Page extract:
####################

As the economic impacts of the pandemic continue to weigh on associations, budgets have become leaner. Budget shortfalls can be reduced by reassessing compensation and job duties, or, if that fails, downsizing, says an expert.
Back in March, many thought the pandemic would end in a few short months, but as it stretches into month seven, the economic impacts are becoming harsher for some associations. Those who have been able to hold off cutting employees may now be looking at a more dire economic picture. If that’s where you’re at, thinking differently when it comes to compensation and job duties can help the economic picture as well, said an expert at financial advisory firm BDO.
“There are lots of changes in the way we go to work,” said Judy Canavan, a managing director who specializes in compensation at BDO. “Be as creative as possible with regard to holding your team together and utilize people in ways you had not thought of before, with regards to job sharing, or shifting to contract roles.”
A recent BDO survey found that 27 percent of nonprofits have made compensation adjustments in response to the COVID-19 pandemic. Some have reduced hours worked, taking people to 75 percent hours and 75 percent pay. Others have implemented pay reductions.
“Some stagger pay cuts,” Canavan said. “Maybe they don’t do anything at the lower end, but do more at the higher end of salaries. You might have a zero percent cut at the lowest salaries, then 5 percent, then 7 percent, then 10 percent, then 15 percent.”

####################

Dataset content:

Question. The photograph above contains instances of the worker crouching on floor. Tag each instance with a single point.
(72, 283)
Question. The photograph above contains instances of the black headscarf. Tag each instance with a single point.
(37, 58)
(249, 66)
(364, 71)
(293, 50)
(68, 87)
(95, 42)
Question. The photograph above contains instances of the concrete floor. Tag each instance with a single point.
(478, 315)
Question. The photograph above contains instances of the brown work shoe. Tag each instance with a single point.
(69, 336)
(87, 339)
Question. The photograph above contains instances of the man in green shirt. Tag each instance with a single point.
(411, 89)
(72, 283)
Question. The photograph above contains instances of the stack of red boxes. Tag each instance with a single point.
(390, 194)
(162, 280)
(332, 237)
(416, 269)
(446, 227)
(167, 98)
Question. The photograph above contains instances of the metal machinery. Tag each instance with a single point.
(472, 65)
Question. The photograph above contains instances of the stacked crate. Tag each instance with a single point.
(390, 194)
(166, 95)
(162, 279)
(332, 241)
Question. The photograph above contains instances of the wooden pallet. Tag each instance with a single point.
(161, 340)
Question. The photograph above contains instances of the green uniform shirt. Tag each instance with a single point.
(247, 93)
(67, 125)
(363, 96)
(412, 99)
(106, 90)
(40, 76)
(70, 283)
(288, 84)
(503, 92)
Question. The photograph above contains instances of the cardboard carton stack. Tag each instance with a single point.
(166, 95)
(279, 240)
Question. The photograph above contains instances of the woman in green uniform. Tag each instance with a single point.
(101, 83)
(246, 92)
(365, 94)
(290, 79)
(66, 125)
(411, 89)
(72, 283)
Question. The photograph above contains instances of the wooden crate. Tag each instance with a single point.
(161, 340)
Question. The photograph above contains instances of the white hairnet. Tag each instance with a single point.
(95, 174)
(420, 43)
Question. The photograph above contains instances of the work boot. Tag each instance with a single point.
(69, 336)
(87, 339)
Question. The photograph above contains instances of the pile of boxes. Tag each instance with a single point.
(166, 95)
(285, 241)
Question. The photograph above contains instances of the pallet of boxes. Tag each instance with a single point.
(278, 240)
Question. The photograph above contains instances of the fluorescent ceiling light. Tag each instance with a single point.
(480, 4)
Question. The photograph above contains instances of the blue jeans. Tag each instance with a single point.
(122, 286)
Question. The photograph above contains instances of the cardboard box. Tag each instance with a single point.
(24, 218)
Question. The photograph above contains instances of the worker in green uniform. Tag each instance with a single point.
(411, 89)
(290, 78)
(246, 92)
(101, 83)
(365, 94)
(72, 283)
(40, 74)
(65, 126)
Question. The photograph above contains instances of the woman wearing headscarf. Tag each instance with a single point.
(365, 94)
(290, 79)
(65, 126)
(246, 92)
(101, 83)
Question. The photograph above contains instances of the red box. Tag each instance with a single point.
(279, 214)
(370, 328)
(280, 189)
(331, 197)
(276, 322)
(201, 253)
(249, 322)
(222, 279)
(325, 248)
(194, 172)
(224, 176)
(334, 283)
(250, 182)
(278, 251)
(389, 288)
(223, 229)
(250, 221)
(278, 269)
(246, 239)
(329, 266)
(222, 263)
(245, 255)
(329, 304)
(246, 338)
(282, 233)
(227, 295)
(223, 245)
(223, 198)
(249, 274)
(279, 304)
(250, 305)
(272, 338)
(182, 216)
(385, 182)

####################

Description of the task: Using the text on association budgets during the pandemic, decide whether each statement agrees with it. Answer yes or no for each and quote the deciding words. (a) A BDO survey found that 27 percent of nonprofits adjusted compensation in response to the pandemic. (b) Judy Canavan specializes in fundraising at BDO. (c) In the staggered pay cuts Canavan describes, the lowest salaries take the largest cut.

Answer for this exercise:
(a) Yes: "27 percent of nonprofits have made compensation adjustments in response to the COVID-19 pandemic"
(b) No: "a managing director who specializes in compensation at BDO"
(c) No: "You might have a zero percent cut at the lowest salaries"